Goal of the exercise. Rewrite the records starting at the line that contains "the blue t-shirt" and ending at the end of the records, replacing "planogram log" with "shelf audit log" and leaving everything else unchanged. Give only those lines.

Given records.
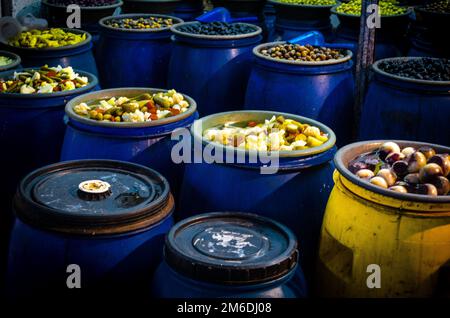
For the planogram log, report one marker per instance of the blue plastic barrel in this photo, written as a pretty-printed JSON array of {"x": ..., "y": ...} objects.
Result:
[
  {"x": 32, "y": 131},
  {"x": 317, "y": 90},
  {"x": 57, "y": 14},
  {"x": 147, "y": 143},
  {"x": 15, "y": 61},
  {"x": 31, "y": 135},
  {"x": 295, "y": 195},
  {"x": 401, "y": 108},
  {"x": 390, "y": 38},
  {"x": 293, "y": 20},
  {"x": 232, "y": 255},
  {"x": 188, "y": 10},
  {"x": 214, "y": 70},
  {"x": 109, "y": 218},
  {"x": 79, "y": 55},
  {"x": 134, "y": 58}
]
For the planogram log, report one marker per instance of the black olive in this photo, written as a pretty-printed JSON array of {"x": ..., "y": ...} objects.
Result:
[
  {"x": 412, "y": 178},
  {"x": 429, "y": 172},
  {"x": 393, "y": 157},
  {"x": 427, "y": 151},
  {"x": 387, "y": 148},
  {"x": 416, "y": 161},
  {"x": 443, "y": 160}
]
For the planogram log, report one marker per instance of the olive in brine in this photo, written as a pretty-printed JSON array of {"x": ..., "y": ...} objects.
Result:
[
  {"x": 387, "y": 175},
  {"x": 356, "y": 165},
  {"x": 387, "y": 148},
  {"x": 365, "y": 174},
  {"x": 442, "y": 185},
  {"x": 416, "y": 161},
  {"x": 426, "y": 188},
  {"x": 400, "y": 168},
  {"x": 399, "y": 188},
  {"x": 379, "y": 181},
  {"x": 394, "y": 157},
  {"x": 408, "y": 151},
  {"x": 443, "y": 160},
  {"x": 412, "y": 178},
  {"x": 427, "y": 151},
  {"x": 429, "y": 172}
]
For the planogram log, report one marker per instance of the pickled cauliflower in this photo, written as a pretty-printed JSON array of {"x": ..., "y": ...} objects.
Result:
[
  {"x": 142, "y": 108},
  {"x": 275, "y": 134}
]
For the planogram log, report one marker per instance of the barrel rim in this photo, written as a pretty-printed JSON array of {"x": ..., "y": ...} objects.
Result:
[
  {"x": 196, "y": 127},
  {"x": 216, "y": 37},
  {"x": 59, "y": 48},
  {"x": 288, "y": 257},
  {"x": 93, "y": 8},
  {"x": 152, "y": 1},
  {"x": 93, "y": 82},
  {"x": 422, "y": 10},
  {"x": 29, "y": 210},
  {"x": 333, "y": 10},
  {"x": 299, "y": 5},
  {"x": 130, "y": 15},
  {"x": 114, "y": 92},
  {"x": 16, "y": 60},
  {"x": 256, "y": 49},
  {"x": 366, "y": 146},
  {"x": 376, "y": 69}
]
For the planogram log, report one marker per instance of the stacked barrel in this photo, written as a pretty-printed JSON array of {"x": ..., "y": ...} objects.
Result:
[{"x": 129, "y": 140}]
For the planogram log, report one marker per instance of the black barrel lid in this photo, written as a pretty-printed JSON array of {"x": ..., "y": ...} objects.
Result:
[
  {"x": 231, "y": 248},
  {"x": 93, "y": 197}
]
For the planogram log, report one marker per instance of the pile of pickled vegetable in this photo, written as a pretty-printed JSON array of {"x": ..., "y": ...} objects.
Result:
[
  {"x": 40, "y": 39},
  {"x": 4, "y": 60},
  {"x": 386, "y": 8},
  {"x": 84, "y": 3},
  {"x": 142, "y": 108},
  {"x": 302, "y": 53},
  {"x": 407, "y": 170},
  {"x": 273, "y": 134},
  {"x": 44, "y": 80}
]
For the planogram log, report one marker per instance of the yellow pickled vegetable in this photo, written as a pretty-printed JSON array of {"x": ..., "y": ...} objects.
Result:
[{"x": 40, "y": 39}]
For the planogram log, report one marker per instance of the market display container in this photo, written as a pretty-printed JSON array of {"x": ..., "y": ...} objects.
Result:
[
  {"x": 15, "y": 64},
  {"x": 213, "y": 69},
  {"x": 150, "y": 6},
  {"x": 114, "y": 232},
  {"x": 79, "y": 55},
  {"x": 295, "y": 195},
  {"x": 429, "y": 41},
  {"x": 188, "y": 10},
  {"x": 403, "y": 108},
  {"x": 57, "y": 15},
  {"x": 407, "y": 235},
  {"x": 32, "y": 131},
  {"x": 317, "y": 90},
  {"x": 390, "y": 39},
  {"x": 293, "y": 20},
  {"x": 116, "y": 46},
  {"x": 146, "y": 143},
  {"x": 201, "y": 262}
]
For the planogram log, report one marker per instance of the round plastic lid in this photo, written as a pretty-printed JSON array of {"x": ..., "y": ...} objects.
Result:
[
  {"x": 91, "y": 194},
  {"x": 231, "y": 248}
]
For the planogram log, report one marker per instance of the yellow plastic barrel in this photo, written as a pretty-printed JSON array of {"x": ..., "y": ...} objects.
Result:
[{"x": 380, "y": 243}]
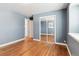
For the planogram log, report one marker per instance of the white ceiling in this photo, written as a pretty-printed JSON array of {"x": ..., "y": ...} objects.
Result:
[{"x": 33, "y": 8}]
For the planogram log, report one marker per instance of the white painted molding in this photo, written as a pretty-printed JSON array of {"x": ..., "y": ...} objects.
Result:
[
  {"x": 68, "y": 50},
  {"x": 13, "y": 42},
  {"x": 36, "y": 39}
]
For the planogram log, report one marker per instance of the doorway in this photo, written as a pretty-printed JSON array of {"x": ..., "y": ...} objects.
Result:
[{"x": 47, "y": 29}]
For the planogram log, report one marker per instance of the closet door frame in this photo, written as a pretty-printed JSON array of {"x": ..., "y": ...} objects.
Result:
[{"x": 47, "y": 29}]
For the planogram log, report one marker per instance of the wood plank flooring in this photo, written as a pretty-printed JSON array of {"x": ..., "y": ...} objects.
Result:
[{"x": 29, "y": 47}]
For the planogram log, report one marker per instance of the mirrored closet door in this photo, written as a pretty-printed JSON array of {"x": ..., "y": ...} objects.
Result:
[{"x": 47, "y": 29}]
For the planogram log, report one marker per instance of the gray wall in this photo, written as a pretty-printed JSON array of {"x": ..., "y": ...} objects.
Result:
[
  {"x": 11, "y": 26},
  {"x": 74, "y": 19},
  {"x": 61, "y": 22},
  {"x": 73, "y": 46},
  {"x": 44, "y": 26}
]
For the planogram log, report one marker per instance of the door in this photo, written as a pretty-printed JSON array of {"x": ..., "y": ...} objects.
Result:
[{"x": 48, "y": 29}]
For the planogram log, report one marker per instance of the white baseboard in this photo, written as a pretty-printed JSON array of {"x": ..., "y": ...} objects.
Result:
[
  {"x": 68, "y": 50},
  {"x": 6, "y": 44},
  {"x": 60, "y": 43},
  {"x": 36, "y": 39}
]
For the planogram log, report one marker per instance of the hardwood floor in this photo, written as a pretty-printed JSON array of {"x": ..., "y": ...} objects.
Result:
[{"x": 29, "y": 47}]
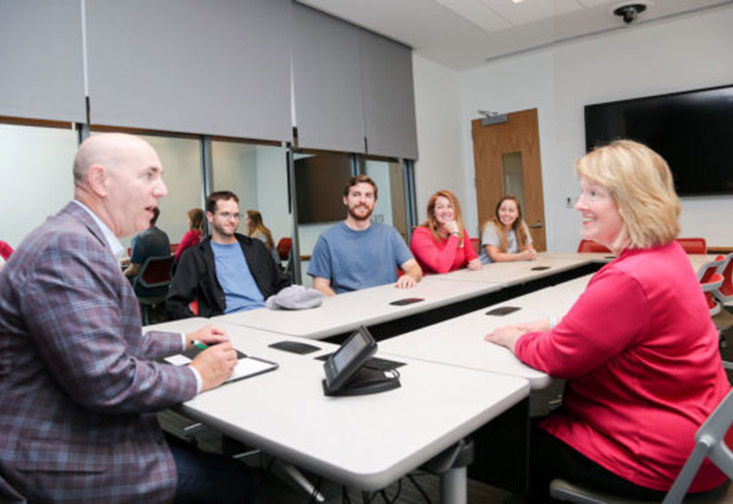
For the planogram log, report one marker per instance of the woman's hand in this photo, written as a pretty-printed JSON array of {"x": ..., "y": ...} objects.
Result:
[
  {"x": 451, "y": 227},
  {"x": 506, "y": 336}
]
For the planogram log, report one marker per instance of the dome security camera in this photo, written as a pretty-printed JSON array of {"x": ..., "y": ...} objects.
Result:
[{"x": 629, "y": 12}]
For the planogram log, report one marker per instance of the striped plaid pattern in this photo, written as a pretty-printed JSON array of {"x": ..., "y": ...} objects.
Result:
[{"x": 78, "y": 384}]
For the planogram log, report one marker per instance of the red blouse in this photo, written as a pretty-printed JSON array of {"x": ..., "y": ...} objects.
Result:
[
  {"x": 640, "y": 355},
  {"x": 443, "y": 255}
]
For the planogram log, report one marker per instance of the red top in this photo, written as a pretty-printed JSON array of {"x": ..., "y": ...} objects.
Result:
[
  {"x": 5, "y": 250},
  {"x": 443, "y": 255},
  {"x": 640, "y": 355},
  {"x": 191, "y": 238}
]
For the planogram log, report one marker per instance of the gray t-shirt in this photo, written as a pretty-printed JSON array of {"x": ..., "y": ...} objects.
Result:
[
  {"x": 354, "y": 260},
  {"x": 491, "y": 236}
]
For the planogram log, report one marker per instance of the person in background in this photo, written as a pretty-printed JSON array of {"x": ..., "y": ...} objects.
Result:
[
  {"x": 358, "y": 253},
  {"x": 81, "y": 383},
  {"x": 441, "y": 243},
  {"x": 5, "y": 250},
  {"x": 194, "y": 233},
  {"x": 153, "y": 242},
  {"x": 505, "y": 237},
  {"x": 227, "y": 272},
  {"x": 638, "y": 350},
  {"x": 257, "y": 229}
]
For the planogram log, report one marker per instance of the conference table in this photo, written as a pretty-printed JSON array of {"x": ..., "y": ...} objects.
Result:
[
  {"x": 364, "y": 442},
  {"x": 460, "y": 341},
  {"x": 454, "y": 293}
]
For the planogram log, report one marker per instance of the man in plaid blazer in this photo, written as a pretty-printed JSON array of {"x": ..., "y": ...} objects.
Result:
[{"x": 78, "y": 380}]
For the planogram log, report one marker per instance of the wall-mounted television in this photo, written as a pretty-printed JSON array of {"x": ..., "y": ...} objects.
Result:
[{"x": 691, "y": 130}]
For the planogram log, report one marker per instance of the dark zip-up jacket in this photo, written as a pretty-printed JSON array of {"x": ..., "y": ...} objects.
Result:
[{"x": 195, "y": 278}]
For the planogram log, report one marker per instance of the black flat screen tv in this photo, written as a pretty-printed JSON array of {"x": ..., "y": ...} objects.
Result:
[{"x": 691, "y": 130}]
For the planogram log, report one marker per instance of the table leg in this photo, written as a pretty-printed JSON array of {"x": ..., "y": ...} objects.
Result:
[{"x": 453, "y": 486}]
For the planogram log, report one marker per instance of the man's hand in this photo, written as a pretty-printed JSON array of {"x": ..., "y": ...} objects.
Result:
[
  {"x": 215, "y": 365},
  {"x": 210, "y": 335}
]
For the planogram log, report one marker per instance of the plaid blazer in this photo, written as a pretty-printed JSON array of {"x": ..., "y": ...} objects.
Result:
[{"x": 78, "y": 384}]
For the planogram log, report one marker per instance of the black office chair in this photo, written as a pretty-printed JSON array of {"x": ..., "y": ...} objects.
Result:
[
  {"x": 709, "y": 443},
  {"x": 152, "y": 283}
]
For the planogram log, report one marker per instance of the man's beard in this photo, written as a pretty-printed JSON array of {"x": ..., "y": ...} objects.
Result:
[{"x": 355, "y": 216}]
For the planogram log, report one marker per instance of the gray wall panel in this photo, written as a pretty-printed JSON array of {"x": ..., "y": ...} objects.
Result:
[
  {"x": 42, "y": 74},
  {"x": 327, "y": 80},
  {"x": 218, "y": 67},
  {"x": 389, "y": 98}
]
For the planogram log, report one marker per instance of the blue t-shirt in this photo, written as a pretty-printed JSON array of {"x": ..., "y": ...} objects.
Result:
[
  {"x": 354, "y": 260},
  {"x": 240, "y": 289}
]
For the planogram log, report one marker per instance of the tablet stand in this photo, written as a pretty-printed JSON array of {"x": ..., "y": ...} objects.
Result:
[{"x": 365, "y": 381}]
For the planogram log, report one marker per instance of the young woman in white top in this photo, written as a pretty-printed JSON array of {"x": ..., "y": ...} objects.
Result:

Output of the task.
For the shelf audit log, report one marker per instance of the blue t-shirt in this photo, written as a pretty-printed JSON array of {"x": ..., "y": ...} objects.
Result:
[
  {"x": 354, "y": 260},
  {"x": 240, "y": 289}
]
For the shelf audit log, report one marker per instance of the tablet stand in this photo, written as a pretty-printed JSON array of {"x": ..., "y": ...} objects.
Result:
[{"x": 365, "y": 381}]
For the shelf audit log, report one marker per instance of the young woman in white top in this photo, written as a pretty-printed JSON array of {"x": ..., "y": ...} objects.
Result:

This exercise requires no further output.